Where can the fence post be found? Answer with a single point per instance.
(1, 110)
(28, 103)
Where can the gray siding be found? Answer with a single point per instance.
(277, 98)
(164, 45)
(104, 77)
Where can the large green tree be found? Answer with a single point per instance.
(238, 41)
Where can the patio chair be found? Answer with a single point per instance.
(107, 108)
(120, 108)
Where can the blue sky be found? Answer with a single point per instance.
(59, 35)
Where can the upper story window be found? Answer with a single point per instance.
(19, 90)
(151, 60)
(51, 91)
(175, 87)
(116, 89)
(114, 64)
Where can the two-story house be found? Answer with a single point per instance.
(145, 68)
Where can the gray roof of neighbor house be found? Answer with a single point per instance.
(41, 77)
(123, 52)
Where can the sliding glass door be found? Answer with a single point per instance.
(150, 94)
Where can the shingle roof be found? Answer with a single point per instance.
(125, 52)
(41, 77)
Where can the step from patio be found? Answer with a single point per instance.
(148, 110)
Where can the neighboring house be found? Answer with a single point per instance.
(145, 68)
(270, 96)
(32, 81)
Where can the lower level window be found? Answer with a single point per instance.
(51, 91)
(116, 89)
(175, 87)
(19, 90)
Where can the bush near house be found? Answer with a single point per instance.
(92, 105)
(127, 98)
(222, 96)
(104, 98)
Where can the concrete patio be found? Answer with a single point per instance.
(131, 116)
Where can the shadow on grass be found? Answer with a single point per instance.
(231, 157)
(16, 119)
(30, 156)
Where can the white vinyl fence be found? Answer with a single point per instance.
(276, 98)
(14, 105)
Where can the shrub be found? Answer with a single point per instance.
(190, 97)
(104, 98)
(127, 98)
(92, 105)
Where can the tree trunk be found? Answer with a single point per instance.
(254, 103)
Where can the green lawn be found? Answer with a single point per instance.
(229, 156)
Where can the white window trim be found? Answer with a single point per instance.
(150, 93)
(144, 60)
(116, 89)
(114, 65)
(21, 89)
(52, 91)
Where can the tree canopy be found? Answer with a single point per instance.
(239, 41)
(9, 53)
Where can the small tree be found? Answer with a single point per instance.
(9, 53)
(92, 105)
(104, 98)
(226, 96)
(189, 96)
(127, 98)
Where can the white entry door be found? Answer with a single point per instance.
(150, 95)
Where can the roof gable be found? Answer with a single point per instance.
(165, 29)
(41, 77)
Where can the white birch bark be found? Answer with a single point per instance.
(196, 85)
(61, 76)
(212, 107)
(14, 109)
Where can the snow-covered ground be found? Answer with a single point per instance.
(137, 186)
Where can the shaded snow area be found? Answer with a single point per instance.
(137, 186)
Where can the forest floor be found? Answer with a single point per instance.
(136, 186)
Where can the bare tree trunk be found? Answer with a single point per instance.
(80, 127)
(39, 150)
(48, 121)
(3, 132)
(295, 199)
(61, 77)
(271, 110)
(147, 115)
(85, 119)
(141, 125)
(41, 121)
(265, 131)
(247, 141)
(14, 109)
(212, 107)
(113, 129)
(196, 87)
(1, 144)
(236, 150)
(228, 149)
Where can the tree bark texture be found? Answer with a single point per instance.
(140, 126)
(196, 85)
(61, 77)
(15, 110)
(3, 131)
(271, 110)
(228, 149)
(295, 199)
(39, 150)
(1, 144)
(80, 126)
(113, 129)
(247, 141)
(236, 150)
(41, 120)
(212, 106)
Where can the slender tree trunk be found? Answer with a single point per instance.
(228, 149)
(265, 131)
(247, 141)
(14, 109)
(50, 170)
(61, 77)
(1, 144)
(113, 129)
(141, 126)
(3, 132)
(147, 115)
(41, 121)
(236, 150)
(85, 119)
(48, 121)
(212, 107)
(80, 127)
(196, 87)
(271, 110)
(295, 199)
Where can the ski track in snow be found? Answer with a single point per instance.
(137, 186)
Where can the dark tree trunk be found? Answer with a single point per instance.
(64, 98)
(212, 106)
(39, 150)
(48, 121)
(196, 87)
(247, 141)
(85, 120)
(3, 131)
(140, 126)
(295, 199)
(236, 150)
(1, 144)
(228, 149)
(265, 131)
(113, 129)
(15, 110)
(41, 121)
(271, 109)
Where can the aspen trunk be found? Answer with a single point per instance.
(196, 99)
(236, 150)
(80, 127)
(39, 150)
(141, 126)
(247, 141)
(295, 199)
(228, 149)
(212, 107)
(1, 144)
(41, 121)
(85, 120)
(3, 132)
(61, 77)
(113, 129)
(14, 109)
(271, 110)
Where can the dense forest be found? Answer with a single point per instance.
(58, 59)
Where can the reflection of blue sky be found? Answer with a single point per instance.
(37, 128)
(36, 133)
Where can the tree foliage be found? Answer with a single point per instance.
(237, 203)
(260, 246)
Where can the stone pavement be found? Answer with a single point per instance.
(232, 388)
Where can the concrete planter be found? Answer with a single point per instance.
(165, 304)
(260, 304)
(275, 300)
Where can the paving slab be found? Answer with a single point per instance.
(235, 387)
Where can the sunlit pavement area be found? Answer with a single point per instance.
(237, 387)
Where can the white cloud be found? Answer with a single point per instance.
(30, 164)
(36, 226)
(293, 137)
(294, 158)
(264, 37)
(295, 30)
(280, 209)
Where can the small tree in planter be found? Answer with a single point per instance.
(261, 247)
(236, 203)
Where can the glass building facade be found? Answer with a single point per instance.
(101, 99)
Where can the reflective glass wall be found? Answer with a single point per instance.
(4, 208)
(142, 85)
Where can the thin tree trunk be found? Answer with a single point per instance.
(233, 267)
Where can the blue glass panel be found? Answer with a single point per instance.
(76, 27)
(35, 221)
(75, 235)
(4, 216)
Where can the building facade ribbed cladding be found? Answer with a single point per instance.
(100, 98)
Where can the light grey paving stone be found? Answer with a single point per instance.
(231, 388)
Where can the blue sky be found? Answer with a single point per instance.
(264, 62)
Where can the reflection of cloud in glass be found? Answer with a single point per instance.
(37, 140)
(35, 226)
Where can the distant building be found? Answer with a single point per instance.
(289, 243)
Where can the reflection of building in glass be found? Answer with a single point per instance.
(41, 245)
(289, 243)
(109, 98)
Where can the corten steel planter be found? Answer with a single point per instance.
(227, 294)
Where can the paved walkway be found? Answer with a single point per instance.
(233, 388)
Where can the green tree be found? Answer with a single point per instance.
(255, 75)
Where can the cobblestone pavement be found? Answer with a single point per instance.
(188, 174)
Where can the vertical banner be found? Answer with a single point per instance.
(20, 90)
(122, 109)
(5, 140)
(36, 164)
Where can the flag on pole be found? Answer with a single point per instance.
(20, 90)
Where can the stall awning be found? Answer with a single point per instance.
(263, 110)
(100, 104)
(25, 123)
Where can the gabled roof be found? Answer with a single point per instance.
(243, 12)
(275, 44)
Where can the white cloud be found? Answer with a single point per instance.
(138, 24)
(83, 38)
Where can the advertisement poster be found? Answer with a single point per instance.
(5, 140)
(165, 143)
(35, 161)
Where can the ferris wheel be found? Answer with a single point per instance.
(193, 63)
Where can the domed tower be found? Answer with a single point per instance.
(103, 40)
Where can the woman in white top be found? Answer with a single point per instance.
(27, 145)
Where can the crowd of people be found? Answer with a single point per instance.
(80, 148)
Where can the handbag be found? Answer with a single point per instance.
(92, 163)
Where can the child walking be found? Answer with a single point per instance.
==================================================
◆ Assigned task: Repeat each entry above, matching every line exactly.

◆ Output of the exercise:
Where can the fence post be found? Answer with a single point per instance.
(1, 110)
(28, 103)
Where can the gray siding be found? Answer with a single point per instance.
(277, 98)
(164, 45)
(104, 77)
Where can the large green tree be found? Answer with a single point per instance.
(238, 41)
Where can the patio chair be found? Answer with a single point per instance.
(107, 108)
(120, 108)
Where can the blue sky be found? Answer with a single point per instance.
(59, 35)
Where can the upper story window be found? Answer with a single point per instance.
(19, 90)
(151, 60)
(51, 91)
(175, 87)
(116, 89)
(114, 64)
Where can the two-story house be found? Answer with a single point per instance.
(145, 68)
Where can the gray roof of neighbor house be found? Answer with a single point per instance.
(41, 77)
(123, 52)
Where can the sliding glass door be found? Answer with a single point per instance.
(150, 94)
Where can the shingle roof be found? Answer with a single point per instance.
(125, 52)
(41, 77)
Where can the step from patio be found? Answer with a single point per instance.
(148, 110)
Where can the neighboring house be found? Answer with a single point per instance.
(145, 68)
(270, 96)
(32, 81)
Where can the lower level window be found? Answer with a single point per instance.
(51, 91)
(116, 89)
(175, 87)
(19, 90)
Where can the bush near house be found? Answer with a single point per instance.
(92, 105)
(127, 98)
(222, 96)
(104, 98)
Where can the concrete patio be found? Answer with a single point per instance.
(131, 116)
Where can the shadow on grass be found? Answer with a single point per instance.
(231, 157)
(16, 119)
(30, 156)
Where can the white vinyl fence be found? Answer with a single point per instance.
(276, 98)
(14, 105)
Where can the shrub be found? Answer with a single point per instance.
(190, 97)
(104, 98)
(127, 98)
(92, 105)
Where can the tree trunk be found? Answer with a single point per instance.
(254, 103)
Where can the green lawn be found? Answer with a single point per instance.
(229, 156)
Where can the white window trim be found? Answer with a single point per instance.
(150, 93)
(144, 60)
(116, 89)
(114, 65)
(21, 89)
(52, 91)
Where can the tree canopy be found? Answer with a single point per instance.
(239, 41)
(9, 53)
Where can the small tree be found? Answer with a single point per instance.
(9, 53)
(92, 105)
(104, 98)
(226, 96)
(189, 96)
(127, 98)
Where can the white entry door be found? Answer with a single point per instance.
(150, 95)
Where can the roof gable be found? Answer with a single point per instance.
(165, 29)
(41, 77)
Where can the white birch bark be found? Answer with a single point per instance.
(196, 85)
(61, 76)
(212, 107)
(14, 109)
Where can the snow-covered ground be found? Answer with a single point per instance.
(137, 186)
Where can the shaded snow area be found? Answer with a single point per instance.
(137, 186)
Where can the forest floor be found? Answer with a single point per instance.
(136, 186)
Where can the bare tree trunk be found? Answer with a single point per instance.
(80, 127)
(39, 150)
(48, 121)
(3, 132)
(295, 199)
(61, 77)
(271, 110)
(147, 115)
(85, 119)
(141, 125)
(41, 121)
(265, 131)
(247, 141)
(14, 109)
(212, 107)
(113, 129)
(196, 87)
(1, 144)
(236, 150)
(228, 149)
Where can the tree bark texture be found? Answer with a single point per instance.
(140, 126)
(196, 85)
(61, 77)
(15, 110)
(3, 131)
(271, 110)
(228, 149)
(295, 199)
(39, 150)
(1, 144)
(80, 126)
(113, 129)
(247, 141)
(236, 150)
(41, 120)
(212, 106)
Where can the slender tree trunk be found? Answer with a single point per instance.
(228, 149)
(265, 131)
(247, 141)
(14, 109)
(50, 170)
(61, 77)
(1, 144)
(113, 129)
(141, 126)
(3, 132)
(147, 115)
(41, 121)
(236, 150)
(85, 119)
(48, 121)
(212, 107)
(80, 127)
(196, 87)
(271, 110)
(295, 199)
Where can the ski track in snow be found? Answer with a single point per instance.
(137, 186)
Where can the dark tree trunk be found? Answer with a single point per instance.
(64, 98)
(212, 106)
(39, 150)
(48, 121)
(196, 87)
(247, 141)
(85, 120)
(3, 131)
(140, 126)
(295, 199)
(236, 150)
(1, 144)
(228, 149)
(265, 131)
(113, 129)
(15, 110)
(41, 121)
(271, 109)
Where can the aspen trunk be found? Answer with a single point per instance.
(196, 99)
(236, 150)
(80, 127)
(39, 150)
(141, 126)
(247, 141)
(295, 199)
(228, 149)
(212, 107)
(1, 144)
(41, 121)
(85, 120)
(3, 132)
(61, 77)
(113, 129)
(14, 109)
(271, 110)
Where can the dense forest be found? Answer with a single point per instance.
(58, 59)
Where can the reflection of blue sky be found? Answer with a single point per instance.
(37, 128)
(36, 133)
Where can the tree foliage be found? Answer with a single point per instance.
(237, 203)
(260, 246)
Where can the stone pavement be found? Answer with a single point per instance.
(232, 388)
Where can the concrete planter be found? Answer with a single point per instance.
(165, 304)
(260, 304)
(275, 300)
Where can the paving slab be found? Answer with a single point per instance.
(235, 387)
Where can the sunlit pavement area be found? Answer with a single point per instance.
(237, 387)
Where can the white cloud be found? Answer with a single point per instance.
(30, 164)
(36, 226)
(293, 137)
(294, 158)
(264, 37)
(295, 30)
(280, 209)
Where can the small tree in planter be found? Answer with a single point per instance.
(261, 247)
(236, 203)
Where can the glass building facade be found? Answer with a single point per instance.
(101, 99)
Where can the reflective glass wall be found? Answer with a single point per instance.
(4, 208)
(142, 85)
Where can the thin tree trunk be found? Answer with a single point per instance.
(233, 267)
Where can the blue glass panel be found? Answer with a single point per instance.
(76, 27)
(35, 221)
(75, 235)
(4, 216)
Where can the building facade ribbed cladding be found? Answer with a single point per instance.
(100, 98)
Where can the light grey paving stone be found? Answer with a single point per instance.
(231, 388)
Where can the blue sky be found? Answer with a single point per instance.
(264, 62)
Where can the reflection of cloud in glass be found? Answer with a single point per instance.
(37, 140)
(35, 226)
Where can the distant building be found? Answer with a single point per instance.
(289, 243)
Where can the reflection of building in glass be found? Answer with a single point per instance.
(41, 245)
(289, 243)
(109, 98)
Where can the corten steel planter be found? Answer with a single point per instance.
(227, 294)
Where can the paved walkway be found? Answer with a single point per instance.
(233, 388)
Where can the green tree be found? Answer with a single point per instance.
(255, 75)
Where can the cobblestone pavement be found? Answer with a single point per instance.
(188, 174)
Where can the vertical banner be found? Answer with a single point per instance.
(20, 90)
(122, 109)
(5, 140)
(36, 164)
Where can the flag on pole be found? Answer with a single point per instance.
(20, 90)
Where can the stall awning be found? Answer with a single point per instance.
(263, 110)
(100, 104)
(25, 123)
Where can the gabled roof be found? Answer with a single point per instance.
(243, 12)
(275, 44)
Where can the white cloud be found? Answer with a single point per instance.
(138, 24)
(83, 38)
Where can the advertisement poster be found? Answer with a single point per instance.
(5, 140)
(165, 143)
(35, 161)
Where can the ferris wheel be found? Answer with a single point per instance.
(193, 63)
Where can the domed tower be found? Answer with a single point per instance.
(103, 40)
Where can the woman in white top be found? Answer with a single point per instance.
(27, 145)
Where can the crowd of people be found? Answer with a single point per instance.
(80, 148)
Where can the handbag be found? Answer with a single point per instance.
(92, 163)
Where can the child walking be found? Answer with a single point per instance.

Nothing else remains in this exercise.